Records supplied —
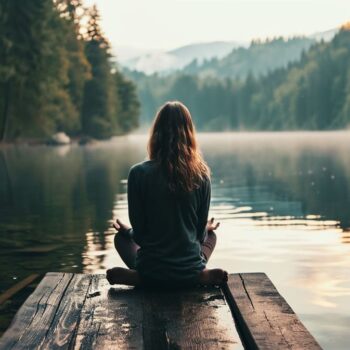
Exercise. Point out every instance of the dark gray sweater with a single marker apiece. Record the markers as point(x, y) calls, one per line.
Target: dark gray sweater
point(169, 229)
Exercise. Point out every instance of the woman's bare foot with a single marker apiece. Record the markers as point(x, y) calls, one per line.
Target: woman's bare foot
point(120, 275)
point(213, 276)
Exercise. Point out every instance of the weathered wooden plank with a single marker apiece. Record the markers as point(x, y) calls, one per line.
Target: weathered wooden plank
point(17, 287)
point(197, 318)
point(63, 326)
point(111, 318)
point(264, 318)
point(33, 320)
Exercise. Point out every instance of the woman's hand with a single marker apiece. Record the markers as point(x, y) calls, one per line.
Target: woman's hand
point(120, 227)
point(211, 225)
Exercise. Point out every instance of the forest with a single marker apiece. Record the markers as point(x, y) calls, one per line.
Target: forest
point(56, 74)
point(310, 93)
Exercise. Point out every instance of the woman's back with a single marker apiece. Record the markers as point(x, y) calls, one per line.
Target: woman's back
point(168, 227)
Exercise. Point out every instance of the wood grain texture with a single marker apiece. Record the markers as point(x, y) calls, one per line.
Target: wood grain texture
point(80, 311)
point(33, 320)
point(264, 318)
point(17, 287)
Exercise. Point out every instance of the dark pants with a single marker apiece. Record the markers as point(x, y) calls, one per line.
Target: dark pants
point(127, 248)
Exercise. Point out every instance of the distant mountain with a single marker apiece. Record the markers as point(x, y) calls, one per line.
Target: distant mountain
point(328, 35)
point(257, 59)
point(150, 61)
point(169, 61)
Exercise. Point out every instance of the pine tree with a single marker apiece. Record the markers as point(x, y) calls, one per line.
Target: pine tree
point(100, 105)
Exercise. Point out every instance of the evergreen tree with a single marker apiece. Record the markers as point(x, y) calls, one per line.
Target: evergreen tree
point(100, 105)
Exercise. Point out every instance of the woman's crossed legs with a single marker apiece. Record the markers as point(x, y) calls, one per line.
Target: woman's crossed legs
point(127, 249)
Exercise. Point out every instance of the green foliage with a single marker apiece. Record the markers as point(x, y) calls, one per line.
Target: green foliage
point(257, 59)
point(311, 93)
point(52, 78)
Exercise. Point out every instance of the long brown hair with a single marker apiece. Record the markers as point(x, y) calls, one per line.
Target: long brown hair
point(173, 145)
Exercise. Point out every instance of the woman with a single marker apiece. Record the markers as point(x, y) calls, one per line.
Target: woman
point(170, 240)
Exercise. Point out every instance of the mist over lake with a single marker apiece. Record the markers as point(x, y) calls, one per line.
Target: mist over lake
point(282, 200)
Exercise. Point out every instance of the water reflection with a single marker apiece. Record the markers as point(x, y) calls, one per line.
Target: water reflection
point(282, 199)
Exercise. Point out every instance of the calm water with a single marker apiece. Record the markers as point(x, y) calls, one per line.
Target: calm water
point(283, 200)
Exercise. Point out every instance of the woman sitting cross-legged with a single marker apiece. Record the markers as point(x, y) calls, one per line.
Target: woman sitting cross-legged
point(171, 239)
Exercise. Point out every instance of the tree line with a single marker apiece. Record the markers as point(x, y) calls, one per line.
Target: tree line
point(56, 73)
point(310, 93)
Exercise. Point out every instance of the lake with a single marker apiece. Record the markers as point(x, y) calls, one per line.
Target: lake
point(283, 201)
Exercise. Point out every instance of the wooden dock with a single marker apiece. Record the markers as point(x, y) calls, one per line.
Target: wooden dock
point(81, 311)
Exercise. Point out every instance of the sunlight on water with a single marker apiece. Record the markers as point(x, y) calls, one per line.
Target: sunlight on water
point(282, 199)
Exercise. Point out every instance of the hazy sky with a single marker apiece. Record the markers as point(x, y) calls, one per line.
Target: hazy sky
point(167, 24)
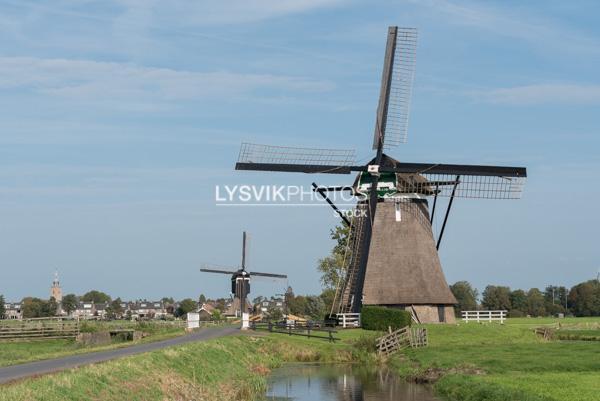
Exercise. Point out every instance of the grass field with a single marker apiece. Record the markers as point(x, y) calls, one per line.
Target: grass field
point(468, 362)
point(14, 352)
point(508, 362)
point(229, 368)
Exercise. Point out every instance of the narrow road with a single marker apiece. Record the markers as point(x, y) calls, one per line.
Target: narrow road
point(15, 372)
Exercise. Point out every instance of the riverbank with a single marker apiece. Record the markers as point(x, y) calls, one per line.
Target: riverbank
point(224, 369)
point(16, 352)
point(505, 362)
point(465, 362)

Given problem — Copy the listing above, changing each "single marker apiece" to "separate marker" and leaving everything else as it is. Leave the pictures out of your copy.

Output of the task —
Exercise. Point out every instance of the dark gray sweater with a separate marker. Record the markers as point(x, y) calls, one per line.
Target: dark gray sweater
point(169, 229)
Exercise. Point out every instance of the woman's bare foot with a separate marker. Record the markers as point(x, y) calls, one per line.
Target: woman's bare foot
point(120, 275)
point(213, 276)
Exercise. Point out every instance of the weathered wooden plank with a separate marker. Record the markers as point(x, y) calls, one per line.
Target: weathered wooden plank
point(17, 287)
point(197, 318)
point(63, 326)
point(111, 318)
point(264, 318)
point(33, 320)
Exercise. Point out every instance of the woman's hand with a separate marker. Record the markers as point(x, y) calls, one per line.
Target: woman's hand
point(120, 227)
point(211, 225)
Exercise. Point out every instance of the forest with a separate marker. Record the markers as point(x, y) calls, one per line.
Target: forest
point(56, 74)
point(310, 93)
Exercise. Point out every instance of the woman's back with a separate marker. Record the markers as point(x, y) calls, one per line.
Target: woman's back
point(168, 227)
Exercise. Point out every instance of the wood grain texture with a separate marker. Record the markers as point(x, y) calls, one per line.
Target: wood grain texture
point(80, 311)
point(33, 320)
point(264, 318)
point(17, 287)
Exercise. Point out every instance of the dark pants with a separate marker. Record the markers as point(x, y) calls, one per line.
Target: dark pants
point(127, 248)
Exercise. Point out every instance of the distant mountain with a separate marker. Record the markers as point(x, y) calls, one per line.
Target: distant mountain
point(328, 35)
point(257, 59)
point(150, 61)
point(169, 61)
Exercise. Point out every instance of the pine tree with a separate marker. Record the markers as point(x, y) calls, one per line.
Target: pine tree
point(100, 105)
Exercise. Point out every instance of the evergreen tree with a separate marker. Record the markers as point(x, y) calls, one per line.
Target: evergreen tree
point(100, 105)
Exercise. Point out every instance of the woman's crossed legs with a separate marker. Record the markers as point(x, y) calls, one per line.
Target: woman's crossed legs
point(127, 249)
Exercise. Point out every instance of the green foliage with a separate marker. Record the markers as point(x, y) calls, one per line.
Target: green foliage
point(257, 59)
point(311, 93)
point(52, 78)
Exercise. Point out every instance of the long brown hair with a separate marker. Record the markers as point(x, y) calls, one per line.
Target: long brown hair
point(173, 145)
Exercise. Point out every instance of the woman with a separate marker. Record the markers as point(x, y) calls, one per line.
Target: woman
point(170, 240)
Exercise. Point out every instance of the mist over lake with a separate marker. Record the markers as point(x, y) calls, one per line.
Target: mist over lake
point(282, 200)
Exercise. Point out every instance of the water reflection with a separate marker. Record the markers as point(x, y) calls, one per line.
Target: water reflection
point(282, 199)
Exercise. Point out every instance of the calm water with a separate marker. Record the markers as point(x, y) calls, one per line.
Target: calm water
point(283, 200)
Exercise. Point out every instance of the woman sitting cross-legged with a separate marker. Record the markers as point(x, y) calls, one per line.
Target: woman sitting cross-legged
point(171, 239)
Exercise. Point out every instance of the tree line with a separate marker. Record the markers as point(x, y) calls, one per line.
Target: tree line
point(56, 73)
point(310, 93)
Exercise. Point out every instance of the lake with a separate marker. Record the markers as point(x, y) calls, one per line.
Target: lake
point(283, 201)
Exercise. Point out every instance of the wooden dock with a separate marker. Record the markers as point(x, y) calls, one per line.
Target: wooden dock
point(81, 311)
Exercise. Point out every instance of the sunlight on water with a separate marker. Record the markers as point(x, y) calls, one per line.
Target: sunlight on water
point(282, 199)
Exercise. Point out every instance of the hazy sky with a separate marker. Record the markers as point(x, y) calls, one per line.
Target: hazy sky
point(167, 24)
Exercise. Point out every instance of the grass field with a separate marker. Record the markers as point(x, y) calls, one per line.
Target: grass field
point(468, 362)
point(14, 352)
point(508, 362)
point(229, 368)
Exercise. Point out every instance of the narrow road with a separate marker. Record the markers as point(x, y) calls, one per line.
Target: narrow road
point(15, 372)
Exercise. Point out every instance of the riverbank with a separate marker. Record the markers as point(x, y) calls, one per line.
Target: riverbank
point(224, 369)
point(16, 352)
point(505, 362)
point(465, 362)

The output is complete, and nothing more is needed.